What the exercise asks:
For the entries below, state how many lines contain the word "saddle" and add nothing else.

..........

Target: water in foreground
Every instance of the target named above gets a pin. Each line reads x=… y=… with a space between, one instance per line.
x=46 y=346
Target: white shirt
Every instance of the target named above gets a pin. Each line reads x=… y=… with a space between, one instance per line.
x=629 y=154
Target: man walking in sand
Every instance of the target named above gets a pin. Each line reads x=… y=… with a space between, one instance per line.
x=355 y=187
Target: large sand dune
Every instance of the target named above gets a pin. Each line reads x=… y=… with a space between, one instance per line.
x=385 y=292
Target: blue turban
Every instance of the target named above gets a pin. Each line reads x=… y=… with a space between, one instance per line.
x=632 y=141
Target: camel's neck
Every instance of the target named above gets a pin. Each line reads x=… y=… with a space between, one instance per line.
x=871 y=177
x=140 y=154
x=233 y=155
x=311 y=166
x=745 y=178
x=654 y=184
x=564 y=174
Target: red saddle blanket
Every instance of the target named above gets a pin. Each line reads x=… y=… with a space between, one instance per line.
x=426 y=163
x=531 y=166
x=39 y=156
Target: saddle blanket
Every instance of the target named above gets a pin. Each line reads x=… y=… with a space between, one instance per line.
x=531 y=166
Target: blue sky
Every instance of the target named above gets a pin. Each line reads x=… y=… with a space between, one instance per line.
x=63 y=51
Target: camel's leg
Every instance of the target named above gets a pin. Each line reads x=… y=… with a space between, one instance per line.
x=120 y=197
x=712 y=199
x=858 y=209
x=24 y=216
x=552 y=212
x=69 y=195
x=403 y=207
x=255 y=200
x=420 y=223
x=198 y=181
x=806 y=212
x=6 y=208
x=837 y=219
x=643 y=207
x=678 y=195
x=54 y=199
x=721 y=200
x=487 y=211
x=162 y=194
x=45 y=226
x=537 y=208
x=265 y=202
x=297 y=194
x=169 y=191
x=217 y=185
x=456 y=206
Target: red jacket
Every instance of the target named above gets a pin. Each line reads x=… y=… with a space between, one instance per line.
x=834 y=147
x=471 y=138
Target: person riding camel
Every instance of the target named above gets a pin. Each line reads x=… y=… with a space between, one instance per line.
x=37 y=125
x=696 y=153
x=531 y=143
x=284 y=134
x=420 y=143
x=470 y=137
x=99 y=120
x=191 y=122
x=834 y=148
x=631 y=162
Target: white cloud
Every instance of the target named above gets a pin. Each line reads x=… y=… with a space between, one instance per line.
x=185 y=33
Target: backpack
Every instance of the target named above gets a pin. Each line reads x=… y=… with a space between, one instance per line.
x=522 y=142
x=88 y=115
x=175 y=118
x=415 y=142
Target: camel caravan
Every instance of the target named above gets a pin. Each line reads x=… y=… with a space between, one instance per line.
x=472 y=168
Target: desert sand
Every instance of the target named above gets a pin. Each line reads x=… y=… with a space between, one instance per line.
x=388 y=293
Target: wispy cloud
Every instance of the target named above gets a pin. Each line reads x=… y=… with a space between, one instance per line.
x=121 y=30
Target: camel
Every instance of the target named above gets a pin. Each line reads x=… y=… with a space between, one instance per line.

..........

Task answer:
2